WHAT TO DO: Take the entries that follow and write each one out exactly.

※

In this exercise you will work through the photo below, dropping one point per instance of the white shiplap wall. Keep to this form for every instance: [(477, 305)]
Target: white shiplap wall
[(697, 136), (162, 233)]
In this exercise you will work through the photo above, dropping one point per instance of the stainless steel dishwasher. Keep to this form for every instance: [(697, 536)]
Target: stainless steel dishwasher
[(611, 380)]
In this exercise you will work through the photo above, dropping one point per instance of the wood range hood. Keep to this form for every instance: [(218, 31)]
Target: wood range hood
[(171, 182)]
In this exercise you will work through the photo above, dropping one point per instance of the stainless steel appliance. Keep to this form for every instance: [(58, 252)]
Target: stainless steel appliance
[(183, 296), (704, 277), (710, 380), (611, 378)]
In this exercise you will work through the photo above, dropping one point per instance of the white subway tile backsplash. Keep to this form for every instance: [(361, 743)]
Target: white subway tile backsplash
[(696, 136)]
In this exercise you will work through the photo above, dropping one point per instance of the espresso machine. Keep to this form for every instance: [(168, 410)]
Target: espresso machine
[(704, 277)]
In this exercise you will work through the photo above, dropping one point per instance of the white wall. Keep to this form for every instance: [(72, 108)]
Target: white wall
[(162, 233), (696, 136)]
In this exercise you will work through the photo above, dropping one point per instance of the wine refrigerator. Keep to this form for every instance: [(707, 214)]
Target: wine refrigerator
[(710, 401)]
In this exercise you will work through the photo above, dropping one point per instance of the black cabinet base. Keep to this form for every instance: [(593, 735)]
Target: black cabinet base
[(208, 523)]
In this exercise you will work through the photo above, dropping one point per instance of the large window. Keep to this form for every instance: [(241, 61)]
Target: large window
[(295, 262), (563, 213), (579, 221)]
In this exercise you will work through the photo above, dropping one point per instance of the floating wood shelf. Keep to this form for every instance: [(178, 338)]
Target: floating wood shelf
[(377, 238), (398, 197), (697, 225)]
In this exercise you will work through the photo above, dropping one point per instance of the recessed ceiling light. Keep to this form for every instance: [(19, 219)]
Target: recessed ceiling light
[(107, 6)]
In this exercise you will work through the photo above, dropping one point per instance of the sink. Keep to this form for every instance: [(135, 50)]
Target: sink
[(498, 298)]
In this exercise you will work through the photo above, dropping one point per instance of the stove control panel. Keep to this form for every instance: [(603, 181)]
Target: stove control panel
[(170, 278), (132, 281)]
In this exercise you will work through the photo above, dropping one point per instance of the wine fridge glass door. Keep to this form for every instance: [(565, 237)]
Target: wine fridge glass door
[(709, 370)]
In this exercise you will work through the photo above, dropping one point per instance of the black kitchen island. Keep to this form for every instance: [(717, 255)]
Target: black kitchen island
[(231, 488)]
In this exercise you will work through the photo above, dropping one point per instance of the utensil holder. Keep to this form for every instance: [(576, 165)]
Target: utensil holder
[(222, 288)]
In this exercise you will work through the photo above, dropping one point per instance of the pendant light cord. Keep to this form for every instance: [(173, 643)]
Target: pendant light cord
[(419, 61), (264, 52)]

※

ANSWER FOR THE TASK:
In this exercise you will work through the photo below, dropping one point per instance of the white shiplap wall. Keep to this form for every instance: [(477, 305)]
Target: white shiplap wall
[(697, 136), (162, 233)]
In this exercise you will work through the photo above, dropping one point per instance of the stainless steel dishwasher. Keep to this form for every instance: [(697, 536)]
Target: stainless steel dishwasher
[(611, 380)]
In this exercise you will work through the photo above, dropping one point per instance of the wood range hood. Keep to this form for every instance: [(218, 31)]
Target: wood range hood
[(171, 182)]
In this exercise you will work through the photo above, dropping one point per instance of the stainless steel appliance. Keep to this form for every instance: [(58, 252)]
Target: stainless steel appliance
[(183, 296), (704, 277), (710, 380), (611, 378)]
In this exercise you will work through the photo above, dropping one point per instance of the white subway tile backsplash. Keep to this form for every instance: [(361, 743)]
Target: white subway tile backsplash
[(696, 136)]
In this exercise you will work through the photo above, dropping one point per instance of the espresso machine. Keep to this form for every instance: [(168, 410)]
Target: espresso machine
[(704, 277)]
In this exercise you will work through the photo above, dropping one point per instance of the white wall. Keep to this form for every instance: [(72, 108)]
Target: white wall
[(162, 233), (696, 136)]
In this exercise you will work through the photo above, dropping one point per instance of the wine refrigerator. Keep to this form for every instance: [(707, 214)]
Target: wine refrigerator
[(710, 401)]
In this exercise you will work through the photo above, dropping one point per instance of the black cabinet base. Keep to this form for every instance: [(593, 735)]
Target: black cabinet base
[(208, 523)]
In this exercise you will work through the photo above, dropping one point per instance of the large window. Keep to this form for every instance: [(241, 61)]
Target: large window
[(295, 262), (563, 213), (579, 221)]
In this exercise you will work through the photo above, dropping one point per instance of the floating wood shelf. Keep to this form for every instance: [(178, 338)]
Target: floating wood shelf
[(377, 238), (398, 197), (697, 225)]
In this exercise you will work through the photo above, dropping one point per instance of the recessed ceiling light. Keep to this form for every instance: [(19, 219)]
Target: recessed ceiling light
[(107, 6)]
In this exercise you will work through the photo above, dropping one point per instance of the sink. Keep to this form for every instance: [(135, 50)]
Target: sink
[(498, 298)]
In this exercise you will work through the photo above, dropping one point per instance of the stove control panel. Keep to this form for every instance: [(603, 181)]
Target: stove control panel
[(170, 278), (132, 281)]
In this exercise you will work through the photo above, dropping one point per instance of the wine fridge glass door. Keep to this form for every instance: [(565, 237)]
Target: wine fridge glass door
[(709, 370)]
In this exercise you will work through the photo above, dropping one point per instance of the black kitchen island. Keep to this form for every instance: [(717, 255)]
Target: black kitchen island
[(231, 488)]
In this exercise you will work through the photo above, dropping one point per instance of the utensil holder. Keep to this form for every instance: [(576, 165)]
Target: utensil holder
[(222, 288)]
In this exercise you will work through the photo above, dropping one point per instance of the pendant light cord. Keep to this form for every instance: [(173, 643)]
Target: pendant light cord
[(419, 61), (264, 52)]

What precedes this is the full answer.